Labeled area outline listing:
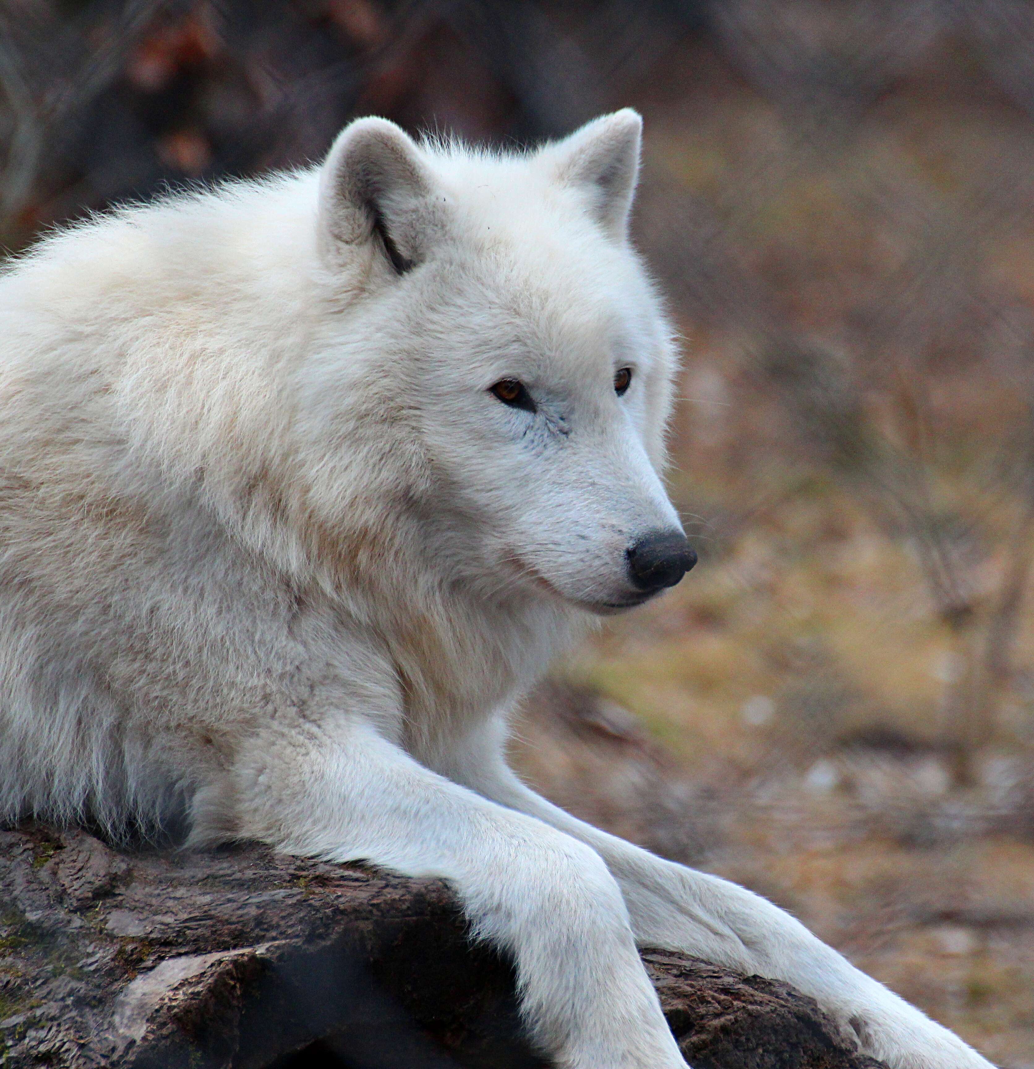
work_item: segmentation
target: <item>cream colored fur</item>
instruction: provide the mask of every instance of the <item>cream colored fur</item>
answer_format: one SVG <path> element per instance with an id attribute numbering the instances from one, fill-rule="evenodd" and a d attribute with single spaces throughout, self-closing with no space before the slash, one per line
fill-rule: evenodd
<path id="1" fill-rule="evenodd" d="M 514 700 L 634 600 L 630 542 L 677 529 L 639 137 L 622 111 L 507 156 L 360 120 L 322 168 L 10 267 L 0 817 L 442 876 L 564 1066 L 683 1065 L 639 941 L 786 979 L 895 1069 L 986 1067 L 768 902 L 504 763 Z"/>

--

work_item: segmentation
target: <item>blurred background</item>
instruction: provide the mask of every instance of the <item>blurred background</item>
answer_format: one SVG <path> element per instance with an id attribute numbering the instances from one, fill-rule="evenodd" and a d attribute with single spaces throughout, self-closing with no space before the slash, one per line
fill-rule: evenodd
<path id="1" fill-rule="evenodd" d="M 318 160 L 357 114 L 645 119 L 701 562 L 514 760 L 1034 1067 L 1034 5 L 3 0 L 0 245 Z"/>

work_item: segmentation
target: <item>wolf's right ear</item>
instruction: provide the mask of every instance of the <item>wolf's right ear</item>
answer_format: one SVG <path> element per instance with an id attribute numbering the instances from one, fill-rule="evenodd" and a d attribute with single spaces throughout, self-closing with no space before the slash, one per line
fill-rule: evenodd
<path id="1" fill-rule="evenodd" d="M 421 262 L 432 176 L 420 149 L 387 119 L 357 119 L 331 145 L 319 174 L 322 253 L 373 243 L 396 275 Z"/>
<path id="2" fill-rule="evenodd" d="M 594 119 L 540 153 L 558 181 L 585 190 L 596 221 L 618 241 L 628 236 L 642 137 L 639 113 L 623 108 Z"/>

EXERCISE:
Select every line in the listing that contains the word "background" and copy those lines out.

SOLVED PROBLEM:
target: <item>blurred background</item>
instruction: provide the mask of every instance of the <item>blurred background</item>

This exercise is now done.